Records provided:
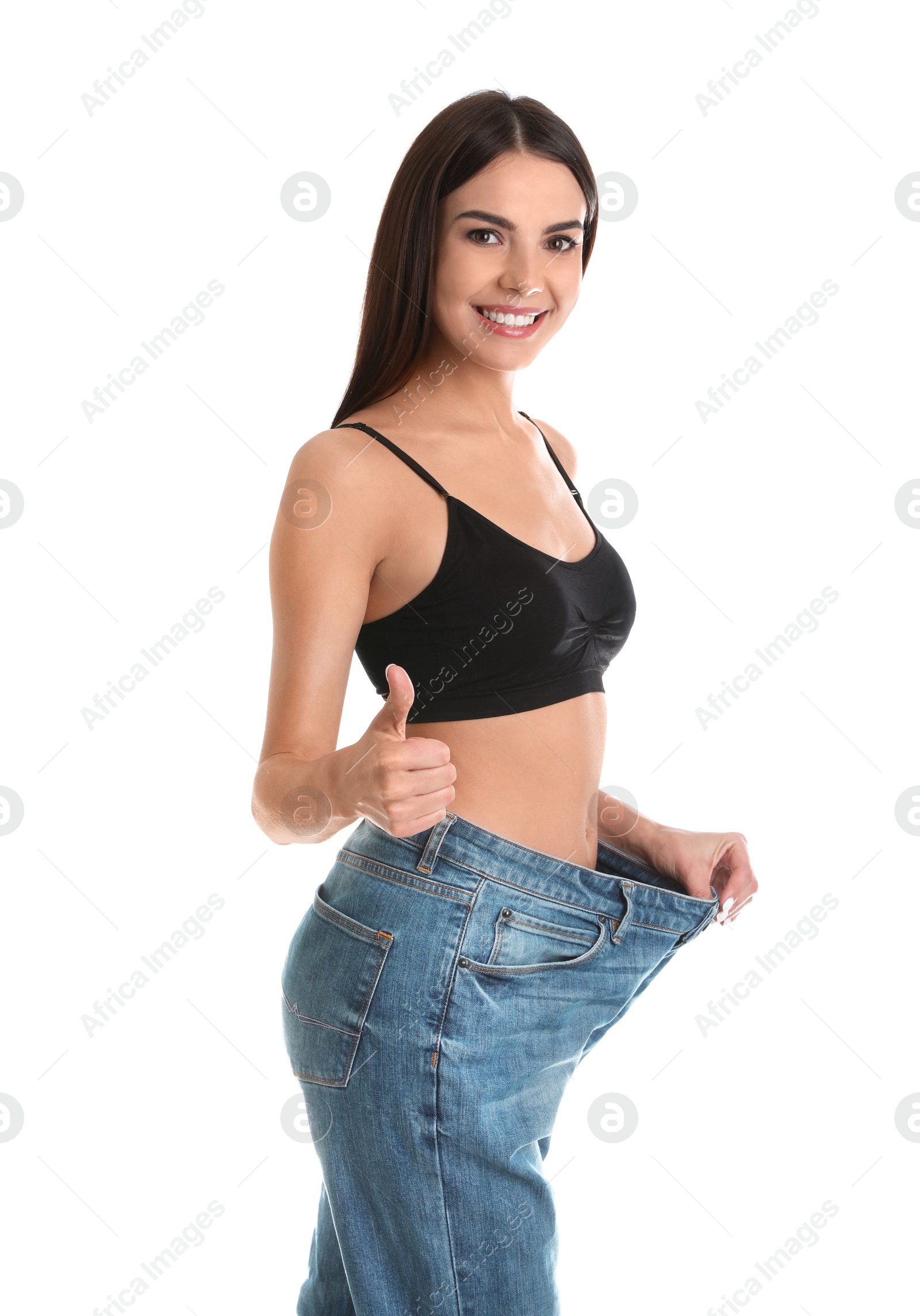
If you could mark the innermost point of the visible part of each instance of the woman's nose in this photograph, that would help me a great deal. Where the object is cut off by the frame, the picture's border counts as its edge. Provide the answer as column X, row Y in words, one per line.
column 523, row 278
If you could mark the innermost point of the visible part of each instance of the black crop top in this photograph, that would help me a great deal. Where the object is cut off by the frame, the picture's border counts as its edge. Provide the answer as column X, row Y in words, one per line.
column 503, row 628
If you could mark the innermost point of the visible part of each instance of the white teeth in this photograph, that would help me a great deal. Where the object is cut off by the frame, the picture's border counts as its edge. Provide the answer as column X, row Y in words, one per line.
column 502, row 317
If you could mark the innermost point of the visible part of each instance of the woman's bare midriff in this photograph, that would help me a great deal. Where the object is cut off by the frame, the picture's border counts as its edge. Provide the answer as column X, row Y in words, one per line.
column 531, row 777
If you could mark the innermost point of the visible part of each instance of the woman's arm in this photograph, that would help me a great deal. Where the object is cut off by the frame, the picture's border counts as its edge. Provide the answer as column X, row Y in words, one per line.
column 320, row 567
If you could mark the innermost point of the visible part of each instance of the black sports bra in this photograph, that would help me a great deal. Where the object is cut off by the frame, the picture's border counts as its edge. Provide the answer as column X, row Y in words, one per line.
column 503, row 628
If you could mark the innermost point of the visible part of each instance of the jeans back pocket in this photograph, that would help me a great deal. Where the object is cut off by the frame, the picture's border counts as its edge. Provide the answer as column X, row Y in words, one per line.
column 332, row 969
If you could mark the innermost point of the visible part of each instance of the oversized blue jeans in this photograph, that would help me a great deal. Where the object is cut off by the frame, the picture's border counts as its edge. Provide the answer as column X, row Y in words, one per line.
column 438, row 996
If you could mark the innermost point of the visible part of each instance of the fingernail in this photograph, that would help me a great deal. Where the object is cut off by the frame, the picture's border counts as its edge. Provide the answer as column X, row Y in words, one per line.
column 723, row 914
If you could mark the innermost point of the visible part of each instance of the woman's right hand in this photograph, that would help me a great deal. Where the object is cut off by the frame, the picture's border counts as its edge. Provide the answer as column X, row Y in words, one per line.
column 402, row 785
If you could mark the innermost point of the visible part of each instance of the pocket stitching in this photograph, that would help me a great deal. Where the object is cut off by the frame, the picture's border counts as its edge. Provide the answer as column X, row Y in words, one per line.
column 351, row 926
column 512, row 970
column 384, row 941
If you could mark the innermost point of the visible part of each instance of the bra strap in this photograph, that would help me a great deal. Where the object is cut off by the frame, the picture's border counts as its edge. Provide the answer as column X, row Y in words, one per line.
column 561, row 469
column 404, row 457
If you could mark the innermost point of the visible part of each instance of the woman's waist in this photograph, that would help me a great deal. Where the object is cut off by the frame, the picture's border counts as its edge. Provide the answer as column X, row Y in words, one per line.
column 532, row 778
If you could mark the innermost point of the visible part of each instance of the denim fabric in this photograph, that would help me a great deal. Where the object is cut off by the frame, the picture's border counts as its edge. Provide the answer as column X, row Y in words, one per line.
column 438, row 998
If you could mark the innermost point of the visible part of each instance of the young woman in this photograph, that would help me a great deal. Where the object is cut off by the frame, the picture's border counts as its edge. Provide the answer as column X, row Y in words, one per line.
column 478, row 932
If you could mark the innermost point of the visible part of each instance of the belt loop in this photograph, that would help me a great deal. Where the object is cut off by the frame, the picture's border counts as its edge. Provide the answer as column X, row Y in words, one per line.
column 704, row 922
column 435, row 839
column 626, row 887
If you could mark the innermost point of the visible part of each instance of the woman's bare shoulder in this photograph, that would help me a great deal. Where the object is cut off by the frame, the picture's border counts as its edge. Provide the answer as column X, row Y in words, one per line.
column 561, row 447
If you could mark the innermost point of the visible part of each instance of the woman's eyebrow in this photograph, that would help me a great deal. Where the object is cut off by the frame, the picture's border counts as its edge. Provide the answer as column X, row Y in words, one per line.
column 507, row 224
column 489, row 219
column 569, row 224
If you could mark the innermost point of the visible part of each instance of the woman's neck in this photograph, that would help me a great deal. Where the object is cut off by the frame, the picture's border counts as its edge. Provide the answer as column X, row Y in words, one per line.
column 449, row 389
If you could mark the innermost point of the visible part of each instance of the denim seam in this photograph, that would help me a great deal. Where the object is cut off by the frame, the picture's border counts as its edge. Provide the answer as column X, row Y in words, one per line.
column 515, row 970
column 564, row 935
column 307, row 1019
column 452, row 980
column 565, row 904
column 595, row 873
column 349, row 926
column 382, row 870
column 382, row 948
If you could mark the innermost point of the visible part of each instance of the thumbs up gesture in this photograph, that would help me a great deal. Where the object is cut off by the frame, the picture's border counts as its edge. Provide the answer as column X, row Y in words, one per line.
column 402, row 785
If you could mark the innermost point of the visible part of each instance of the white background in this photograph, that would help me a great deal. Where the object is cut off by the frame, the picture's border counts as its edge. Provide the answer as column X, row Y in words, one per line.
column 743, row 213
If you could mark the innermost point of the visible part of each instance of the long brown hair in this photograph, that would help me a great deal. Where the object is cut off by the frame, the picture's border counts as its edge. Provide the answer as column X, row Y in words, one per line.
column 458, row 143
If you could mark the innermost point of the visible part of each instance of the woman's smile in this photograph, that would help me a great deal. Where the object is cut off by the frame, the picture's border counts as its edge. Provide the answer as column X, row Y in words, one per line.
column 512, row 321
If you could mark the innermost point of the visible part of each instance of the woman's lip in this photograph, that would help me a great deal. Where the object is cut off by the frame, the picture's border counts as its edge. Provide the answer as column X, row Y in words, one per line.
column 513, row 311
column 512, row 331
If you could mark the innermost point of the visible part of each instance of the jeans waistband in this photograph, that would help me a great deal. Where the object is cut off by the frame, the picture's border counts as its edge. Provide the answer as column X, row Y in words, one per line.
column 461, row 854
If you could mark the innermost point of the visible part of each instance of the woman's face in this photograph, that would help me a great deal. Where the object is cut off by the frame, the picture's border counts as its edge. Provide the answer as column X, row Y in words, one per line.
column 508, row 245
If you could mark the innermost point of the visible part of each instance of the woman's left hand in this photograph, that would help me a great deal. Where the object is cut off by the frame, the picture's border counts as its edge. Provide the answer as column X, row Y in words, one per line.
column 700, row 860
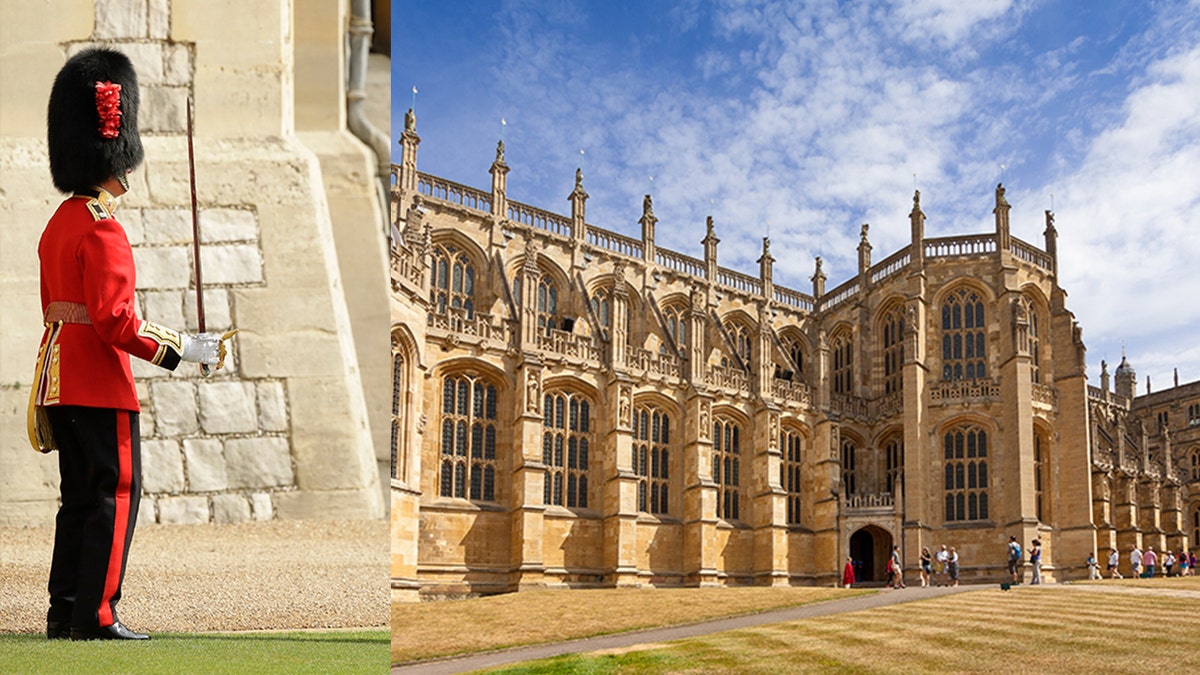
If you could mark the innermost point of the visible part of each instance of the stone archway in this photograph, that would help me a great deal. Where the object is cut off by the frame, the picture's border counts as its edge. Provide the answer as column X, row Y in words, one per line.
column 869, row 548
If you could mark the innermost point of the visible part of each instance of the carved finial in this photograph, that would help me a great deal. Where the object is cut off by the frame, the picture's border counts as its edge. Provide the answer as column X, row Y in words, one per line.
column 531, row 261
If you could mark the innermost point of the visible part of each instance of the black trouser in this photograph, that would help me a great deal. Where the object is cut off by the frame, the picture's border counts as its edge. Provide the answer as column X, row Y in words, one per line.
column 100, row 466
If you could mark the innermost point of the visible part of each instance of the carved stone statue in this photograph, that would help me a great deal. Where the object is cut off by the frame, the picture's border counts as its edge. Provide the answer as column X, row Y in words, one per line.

Required action: The reply must contain every entry above, exactly as written, and none of the pictures.

Expected output:
If you could mark the innermost point of the visible part of each instance of the woman's nose in this photograph, that would help me a great deal. Where the object is cut off by the frame, the picture's border counts as its edge. Provide the answer as column X, row Y in words, one per line.
column 523, row 278
If you could mark the innermost point of the visible part of each instance of the black crop top in this photograph, that would help me a great deal. Where the object is cut off by the frame, the picture's border counts as its edge. Provide the answer as column X, row Y in words, one per line.
column 503, row 628
If you could mark the innermost point of the visible part of each instance of the white teeth in this photograph, that would help me a great deal. Where the object is cut off by the frame, the picture's border counts as its edge. Provide the answer as column X, row Y in words, one per line.
column 502, row 317
If you could mark the innermost point of the visible part of each instance of the woman's bare midriff in this photograph, that would help me a great deal. Where the object is cut off by the frame, the picture's border counts as its edge. Provide the answer as column X, row Y in words, one per line.
column 531, row 777
If you could mark the innermost point of the visible part of each instance of the woman's arm in this photograph, that would help me a great deal. Where the object is cut off by the frame, the picture's border counts as its edge. Provide the answer as column X, row Y in words, one per line.
column 320, row 567
If you could mark the innermost point of the visible part of each instance of the black sports bra in this photograph, that would help me a great deal. Where the object is cut off by the frame, the picture's border counts as its edge. Provide the answer as column X, row Y in words, one per line.
column 503, row 628
If you could mark the innermost point of the visible part of each instance of the jeans back pocket in this photograph, that would help me a great deal. Where the object is cut off by the frame, the picture's border counts as its edge. Provide the answer as column X, row Y in words, one per line.
column 332, row 969
If you could mark the innermost point of the visible part of each instance of the oversized blue jeans in this photograph, that would help me a great deal. Where the object is cut off by the frame, the picture's border counts as its edge. Provide the answer as column X, row Y in words, one per line.
column 438, row 996
If you could mark the innermost point of the visible part of each instance of the fingernail in this photograph, that would help me a great deal. Where the object is cut off by the frame, the picture's border counts as its edge. Provide the answer as column X, row Y in words, one per line.
column 723, row 914
If you could mark the innermost point of the visible part of each instance of the woman's right hand in this photograph, that would help me a great deal. Where the object is cut off by the frame, the picture's border counts as its edge. Provide the answer as column X, row Y in words, one per line.
column 402, row 785
If you could mark the innermost point of the visible part of each instance of the pocket stitching in this photograph, that would help me a great deal. Where the object is cut off by the frame, the picture's border counts as its edge. Provide the answer as column X, row Y in words, one per line.
column 351, row 926
column 512, row 970
column 384, row 941
If you could mark the innermost point of the visible part of each instance of the bra strap in this photograph, that would help me a great deal. Where the object is cut off by the frame, the picture's border counts as its edge. Provide the answer as column X, row Y in words, one per line.
column 561, row 469
column 404, row 457
If you could mark the innermost point of the visible part of each instance of the woman's waist in this photograph, that would help me a great deal. Where the object is cut off by the frame, the picture's border counts as its edge. Provide the answer as column X, row Y in words, one per line.
column 532, row 778
If you could mark the innermost point of the visible part of each instance of the denim fabric in this photograph, that would help me a great deal. Where the object is cut off by the frame, the picture's border counts as its edge. Provide the answer as column X, row Y in words, one per line.
column 438, row 998
If you could mark the innermost point of the visible part of each instance of the young woman in this photograph, that would help me a great deal. Where the object is cut off by the frame, the picture's border counts as its edge. Provide the answer as column X, row Y in words, one per line.
column 478, row 932
If you could mark the innermost point of the visible part of each instance of the belt loop in this photograph, that would help me a great deal. Where the object is cut off by the frame, the picture's border counts as its edge. Provide the answer as column X, row Y in words, one per line.
column 704, row 922
column 435, row 839
column 626, row 887
If you could mark the innermost point of the visible part of each instance of the woman's bare shoulder in this photograph, that would help me a great deal. Where the object is cut off by the frame, the picture's border counts as its edge. Provide the answer as column X, row Y in words, one per line.
column 561, row 447
If you could mark the innermost point of the visible part of each instance of the woman's eyebrow in this photograph, that would help me a great deal. Where the object is cut off by the frame, the picture's border counts as its edge. Provide the answer as column X, row Y in words, one per line.
column 507, row 224
column 489, row 219
column 569, row 224
If you could mark the innermost point of the visible part of each instance of the woman's neck in this photograph, that would help me a great deal. Where the object is cut off by the frame, the picture's border counts as its edge. Provide the answer as column X, row Y in words, one per line.
column 449, row 389
If you could mark the innermost point of the visible part of each instance of the denim seam in this photograph, that would help me a great deal. Where the object is cut off by the frame, the picture's border counts as its edge. Provide the answer as column X, row Y in words, one per line.
column 515, row 970
column 564, row 935
column 307, row 1019
column 452, row 980
column 565, row 904
column 595, row 873
column 349, row 926
column 382, row 870
column 382, row 948
If you could mark the innermost point of the visible part of each instance of the thumbs up gesture in this photograph, that would help me a great deal. Where the object is cut off by the frame, the picture's border counts as its edge. Provide the answer as column X, row Y in words, one per line.
column 402, row 785
If you could mark the innermost point of the visible part of each instance of the white background in this photograph, that would help me a great deal. Where the object is cut off by the frame, the picture's border counts as its edge. Provide the answer as column X, row Y in words, one per line.
column 743, row 213
If you could mark the innermost point of the visible part of each instance of the long brown hair in this photograph, that would help me a great deal. Where the object is cut off by the frame, the picture's border counts as its edge. Provide the answer as column X, row Y in words, one per line.
column 458, row 143
If you could mark the innermost point of the visible part of each instance of the woman's smile in this photograph, that would help me a great deal. Where the object is cut off by the frame, the picture's border counts as its edge. Provide the answer as column X, row Y in words, one per line.
column 512, row 321
If you could mark the innermost point of the visible part of each instance of the woman's lip in this photograph, that would help me a great deal. Where the object is cut off by the frame, the picture's border counts as its edge. Provide the answer as column X, row Y in words, one per line.
column 513, row 311
column 512, row 331
If you could mark the innermost point of the visible part of each instance of the jeans waistband in this photograph, that would help me a great deal. Where the object is cut off by the frame, the picture's border counts as its edge. Provide the answer as column X, row Y in words, one per line.
column 461, row 854
If you could mark the innermost point of the visible part of each instance of the woman's face in this photograph, that would help me a great deal. Where the object is cut off by the frame, the picture's border counts as its edge. Provide the answer as column X, row Y in words, one per line.
column 508, row 245
If you could mark the innermost point of the visible part of each instance of the woman's left hand in this photograph, that would help me a great deal. Where the object is cut off by the frame, the picture's border counts as its edge. Provide the answer as column X, row Y in words, one per line.
column 700, row 860
If you could mark the innermost point of the visible part of each instance of the stone archway in this photograph, that would help me a great deal. Where the object is cut off by the frame, the picture's border counts as its edge. Provide the answer as column X, row Y in words, one per line.
column 869, row 548
If you could mark the innermost point of the visible part of each instance of the carved finial in this photograph, that would help me a great deal. Where the object is cut off by the frame, the picture's border counts as its edge. Provide the answer as column X, row Y in words, one per line.
column 531, row 261
If you could mark the innermost point of the visible part of each instance of the black trouser in this photograph, that would help me a great deal. Where the object is cut off by the frame, the picture's border counts as its edge. Provide the answer as column X, row Y in words, one per line.
column 100, row 466
If you could mark the innermost point of the visible part of each instance of the carved stone statue in this photograph, that would help me a great deal. Where the object is cut off by the frame, the picture's border counts as its edge. Provide the answer as column X, row Y in words, one per line.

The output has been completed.